• _Quoted text_
※

June 26, 2015 3:05 pm
ost of us have feigned expertise on city planning at some point. Our criticisms are obvious — gridlocked traffic, hazardous potholes, soulless developments. And the solutions seem commonsensical — restrict rush-hour deliveries, invest in infrastructure, value the public realm — yet cities prove difficult to change. Battling the traffic as a cycling commuter, I constantly question whether our cities have been designed for cars or humans? Could they survive and thrive without cars?
Danish-born Jan Gehl is a special kind of architect. His conventional training was turned on its head when in 1960 he met his future wife, a psychologist, and came to question why “it is easier for architects to study form than life”. Gehl spent the next 40 years researching, surveying and amassing theories on urbanism and humans — until he was challenged to practise what he preached. With co-founder Helle Søholt, he set up Gehl Architects. Today, their theories have been applied to cities from Shanghai to San Francisco. And their philosophy is informed by the needs of humans rather than buildings, transport or politics.

※

• _What is asked_
1. Name every criticism of cities that the city planning article calls obvious.
2. Carry on the article about city planning and Jan Gehl from its final sentence.
These records were taken from a separate source and are unrelated to the article.

(Location annotation dataset excerpts)
※

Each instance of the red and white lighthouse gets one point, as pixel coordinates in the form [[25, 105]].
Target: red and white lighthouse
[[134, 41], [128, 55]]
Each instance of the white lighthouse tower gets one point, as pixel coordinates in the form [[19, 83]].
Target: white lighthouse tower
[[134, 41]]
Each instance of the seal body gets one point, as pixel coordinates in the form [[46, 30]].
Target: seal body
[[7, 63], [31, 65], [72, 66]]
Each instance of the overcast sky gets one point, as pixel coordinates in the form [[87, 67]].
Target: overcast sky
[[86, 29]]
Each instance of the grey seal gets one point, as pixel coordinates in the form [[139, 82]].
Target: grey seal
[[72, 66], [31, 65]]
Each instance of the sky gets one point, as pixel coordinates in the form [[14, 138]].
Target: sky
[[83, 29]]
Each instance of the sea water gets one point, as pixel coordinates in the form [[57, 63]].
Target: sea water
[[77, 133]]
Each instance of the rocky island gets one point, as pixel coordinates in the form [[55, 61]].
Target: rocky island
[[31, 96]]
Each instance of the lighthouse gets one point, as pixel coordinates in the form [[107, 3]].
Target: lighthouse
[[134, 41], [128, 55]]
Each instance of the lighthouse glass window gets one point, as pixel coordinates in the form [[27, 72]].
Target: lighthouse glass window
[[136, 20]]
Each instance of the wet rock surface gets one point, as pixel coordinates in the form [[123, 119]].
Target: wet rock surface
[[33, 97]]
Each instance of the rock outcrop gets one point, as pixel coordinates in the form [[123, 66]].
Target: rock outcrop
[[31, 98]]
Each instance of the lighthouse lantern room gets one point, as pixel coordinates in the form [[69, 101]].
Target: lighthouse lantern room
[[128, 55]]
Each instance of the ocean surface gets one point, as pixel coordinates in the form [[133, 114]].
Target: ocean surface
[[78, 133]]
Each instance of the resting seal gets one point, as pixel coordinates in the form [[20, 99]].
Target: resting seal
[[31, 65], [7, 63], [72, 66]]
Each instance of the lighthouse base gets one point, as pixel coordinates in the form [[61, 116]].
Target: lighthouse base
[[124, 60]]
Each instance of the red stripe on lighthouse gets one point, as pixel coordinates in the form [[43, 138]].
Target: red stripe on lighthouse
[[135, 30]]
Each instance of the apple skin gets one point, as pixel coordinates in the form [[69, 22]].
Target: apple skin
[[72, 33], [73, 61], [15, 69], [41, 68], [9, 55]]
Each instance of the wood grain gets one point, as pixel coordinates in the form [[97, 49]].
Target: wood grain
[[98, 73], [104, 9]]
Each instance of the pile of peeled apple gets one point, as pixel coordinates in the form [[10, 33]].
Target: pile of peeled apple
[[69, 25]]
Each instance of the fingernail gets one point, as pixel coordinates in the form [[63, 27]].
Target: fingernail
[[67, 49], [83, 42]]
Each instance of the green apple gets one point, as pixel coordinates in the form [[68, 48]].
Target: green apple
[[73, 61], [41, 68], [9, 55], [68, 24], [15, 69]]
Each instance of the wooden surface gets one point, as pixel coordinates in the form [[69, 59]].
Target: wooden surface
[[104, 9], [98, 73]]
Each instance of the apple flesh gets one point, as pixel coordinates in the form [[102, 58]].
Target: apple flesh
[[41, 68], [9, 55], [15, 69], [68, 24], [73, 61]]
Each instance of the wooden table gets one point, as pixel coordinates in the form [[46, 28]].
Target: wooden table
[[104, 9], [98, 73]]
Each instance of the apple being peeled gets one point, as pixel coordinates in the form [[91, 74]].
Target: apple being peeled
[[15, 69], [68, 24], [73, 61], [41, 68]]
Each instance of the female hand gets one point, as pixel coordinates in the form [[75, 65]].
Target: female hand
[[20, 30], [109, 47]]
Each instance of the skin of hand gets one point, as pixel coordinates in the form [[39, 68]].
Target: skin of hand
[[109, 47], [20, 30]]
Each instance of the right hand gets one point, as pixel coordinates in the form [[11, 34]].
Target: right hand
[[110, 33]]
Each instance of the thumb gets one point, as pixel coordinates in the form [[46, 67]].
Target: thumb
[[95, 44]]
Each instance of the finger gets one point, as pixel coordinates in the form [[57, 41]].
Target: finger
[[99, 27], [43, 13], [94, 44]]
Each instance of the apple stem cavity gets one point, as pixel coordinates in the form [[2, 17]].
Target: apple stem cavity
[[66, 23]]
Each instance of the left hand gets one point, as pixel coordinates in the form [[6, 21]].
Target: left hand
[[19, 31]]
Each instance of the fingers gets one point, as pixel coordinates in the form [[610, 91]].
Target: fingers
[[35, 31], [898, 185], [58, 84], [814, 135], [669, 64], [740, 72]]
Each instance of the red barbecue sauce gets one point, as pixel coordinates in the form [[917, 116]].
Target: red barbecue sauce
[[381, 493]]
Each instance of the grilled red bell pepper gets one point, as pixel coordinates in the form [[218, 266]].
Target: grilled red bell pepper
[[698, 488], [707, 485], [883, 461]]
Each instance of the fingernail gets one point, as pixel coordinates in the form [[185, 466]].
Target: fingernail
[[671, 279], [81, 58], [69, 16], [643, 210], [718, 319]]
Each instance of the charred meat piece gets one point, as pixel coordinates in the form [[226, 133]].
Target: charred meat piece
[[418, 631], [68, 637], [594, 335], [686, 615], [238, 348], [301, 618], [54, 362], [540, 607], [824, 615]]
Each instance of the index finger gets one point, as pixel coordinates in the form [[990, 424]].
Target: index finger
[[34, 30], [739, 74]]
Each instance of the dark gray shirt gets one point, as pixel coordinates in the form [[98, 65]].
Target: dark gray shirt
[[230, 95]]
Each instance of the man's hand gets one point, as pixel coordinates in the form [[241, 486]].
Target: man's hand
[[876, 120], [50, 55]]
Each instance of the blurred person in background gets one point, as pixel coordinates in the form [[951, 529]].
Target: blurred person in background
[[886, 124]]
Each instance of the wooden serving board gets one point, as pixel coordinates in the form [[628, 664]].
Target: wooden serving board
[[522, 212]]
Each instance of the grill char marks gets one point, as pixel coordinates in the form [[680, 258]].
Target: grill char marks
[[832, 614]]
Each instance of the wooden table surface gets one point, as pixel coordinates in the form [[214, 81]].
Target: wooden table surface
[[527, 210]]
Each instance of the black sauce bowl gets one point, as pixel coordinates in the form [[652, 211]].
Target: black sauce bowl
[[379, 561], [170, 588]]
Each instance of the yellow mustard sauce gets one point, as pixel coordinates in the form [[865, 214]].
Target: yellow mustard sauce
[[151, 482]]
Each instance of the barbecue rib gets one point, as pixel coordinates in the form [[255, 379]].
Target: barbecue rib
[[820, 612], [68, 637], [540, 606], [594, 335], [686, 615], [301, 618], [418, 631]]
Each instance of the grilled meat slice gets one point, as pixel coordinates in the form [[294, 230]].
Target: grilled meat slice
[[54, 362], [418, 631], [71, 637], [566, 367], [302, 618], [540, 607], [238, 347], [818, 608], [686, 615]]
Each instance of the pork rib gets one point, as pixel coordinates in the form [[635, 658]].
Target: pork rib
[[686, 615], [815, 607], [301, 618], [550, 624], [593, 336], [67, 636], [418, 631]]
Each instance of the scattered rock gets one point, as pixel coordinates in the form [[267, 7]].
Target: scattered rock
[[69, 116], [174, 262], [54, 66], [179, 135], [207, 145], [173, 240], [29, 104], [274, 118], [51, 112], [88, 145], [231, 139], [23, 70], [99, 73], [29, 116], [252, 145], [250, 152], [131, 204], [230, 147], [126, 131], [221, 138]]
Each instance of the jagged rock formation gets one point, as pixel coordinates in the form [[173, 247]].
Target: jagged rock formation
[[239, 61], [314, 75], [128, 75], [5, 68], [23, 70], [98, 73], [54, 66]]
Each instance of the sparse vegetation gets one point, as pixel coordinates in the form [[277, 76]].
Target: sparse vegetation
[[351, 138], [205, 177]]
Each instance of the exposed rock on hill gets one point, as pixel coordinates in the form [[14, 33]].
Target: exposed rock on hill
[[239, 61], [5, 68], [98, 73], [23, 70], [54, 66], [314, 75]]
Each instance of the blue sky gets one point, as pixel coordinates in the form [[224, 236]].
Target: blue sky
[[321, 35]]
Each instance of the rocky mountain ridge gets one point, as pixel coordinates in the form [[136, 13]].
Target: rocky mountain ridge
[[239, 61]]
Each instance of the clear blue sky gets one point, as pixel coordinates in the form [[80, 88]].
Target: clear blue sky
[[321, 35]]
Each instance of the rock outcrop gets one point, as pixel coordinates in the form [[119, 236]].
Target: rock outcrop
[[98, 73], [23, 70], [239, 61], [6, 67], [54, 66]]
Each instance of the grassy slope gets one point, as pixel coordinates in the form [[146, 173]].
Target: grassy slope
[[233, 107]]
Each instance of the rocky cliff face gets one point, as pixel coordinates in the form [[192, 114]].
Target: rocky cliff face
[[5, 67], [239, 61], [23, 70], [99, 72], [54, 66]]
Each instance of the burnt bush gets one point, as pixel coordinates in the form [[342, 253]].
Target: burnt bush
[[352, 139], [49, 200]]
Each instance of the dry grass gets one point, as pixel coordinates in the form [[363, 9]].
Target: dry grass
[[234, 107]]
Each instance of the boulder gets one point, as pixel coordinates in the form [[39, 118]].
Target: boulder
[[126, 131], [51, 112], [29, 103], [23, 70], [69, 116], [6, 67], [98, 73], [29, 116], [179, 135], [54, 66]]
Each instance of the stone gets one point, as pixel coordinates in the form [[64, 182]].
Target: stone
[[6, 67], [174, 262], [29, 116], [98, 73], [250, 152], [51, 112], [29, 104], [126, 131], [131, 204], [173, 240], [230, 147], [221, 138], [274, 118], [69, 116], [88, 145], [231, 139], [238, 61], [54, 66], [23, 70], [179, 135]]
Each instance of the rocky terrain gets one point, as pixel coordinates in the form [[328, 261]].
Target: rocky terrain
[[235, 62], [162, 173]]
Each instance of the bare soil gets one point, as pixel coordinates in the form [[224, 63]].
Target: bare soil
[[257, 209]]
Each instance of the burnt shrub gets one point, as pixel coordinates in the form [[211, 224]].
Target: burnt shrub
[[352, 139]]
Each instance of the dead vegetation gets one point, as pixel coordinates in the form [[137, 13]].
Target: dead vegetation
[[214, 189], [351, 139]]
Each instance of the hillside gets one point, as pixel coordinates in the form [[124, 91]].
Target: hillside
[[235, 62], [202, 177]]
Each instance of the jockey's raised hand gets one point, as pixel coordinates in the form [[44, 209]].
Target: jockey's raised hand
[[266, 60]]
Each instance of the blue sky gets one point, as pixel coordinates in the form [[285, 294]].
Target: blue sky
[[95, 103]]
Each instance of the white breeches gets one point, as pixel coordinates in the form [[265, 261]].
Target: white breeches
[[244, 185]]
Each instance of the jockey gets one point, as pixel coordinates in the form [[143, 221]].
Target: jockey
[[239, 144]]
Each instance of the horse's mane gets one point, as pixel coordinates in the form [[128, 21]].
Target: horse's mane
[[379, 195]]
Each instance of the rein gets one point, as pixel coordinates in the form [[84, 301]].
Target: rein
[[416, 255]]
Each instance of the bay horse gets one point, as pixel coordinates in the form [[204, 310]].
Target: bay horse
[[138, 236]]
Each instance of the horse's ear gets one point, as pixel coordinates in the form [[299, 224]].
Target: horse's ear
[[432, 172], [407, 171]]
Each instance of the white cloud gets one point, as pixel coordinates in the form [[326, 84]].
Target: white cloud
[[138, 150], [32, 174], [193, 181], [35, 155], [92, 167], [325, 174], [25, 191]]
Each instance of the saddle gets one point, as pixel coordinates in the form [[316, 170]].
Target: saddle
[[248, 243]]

※

• _Answers for the tasks_
1. Gridlocked traffic, hazardous potholes, soulless developments

2.
Gehl Architects’ process begins with rigorous analysis. They count benches, record the number of people on each street, day and night, week and weekend; analyse what people are doing, how old they are, where they are going, how they are getting there. They examine where people jaywalk, what streets they avoid, what obstacles they slalom. They scrutinise “visual pollution” from signage, numbers of bins, pavement surfaces, security, lighting, how wind funnels through certain areas and sun catches others. And it is all measured and graphically demonstrated — quantifying the human experience of a city.
We live in cities that are, in Gehl’s words, a product of the “traffic engineers’ heyday” — more or less the past half century. In China, 90 per cent of people don’t own a car, yet cities based on what Gehl calls a “100km/hour experience” are growing continually. Gehl Architects do not propose masterplans to transform cities overnight. Rather, they promote “initiatives for change”, pilot studies that usually begin with one priority: improving walkability — the 5km/hour experience.
It is a long-term approach. It took Copenhagen five decades to become the human-focused city it is today. Since its main street was pedestrianised in 1962, a network of others have gradually followed, as well as 18 public squares, previously car parks. The city’s success is due to physical changes married to a shift in mindset.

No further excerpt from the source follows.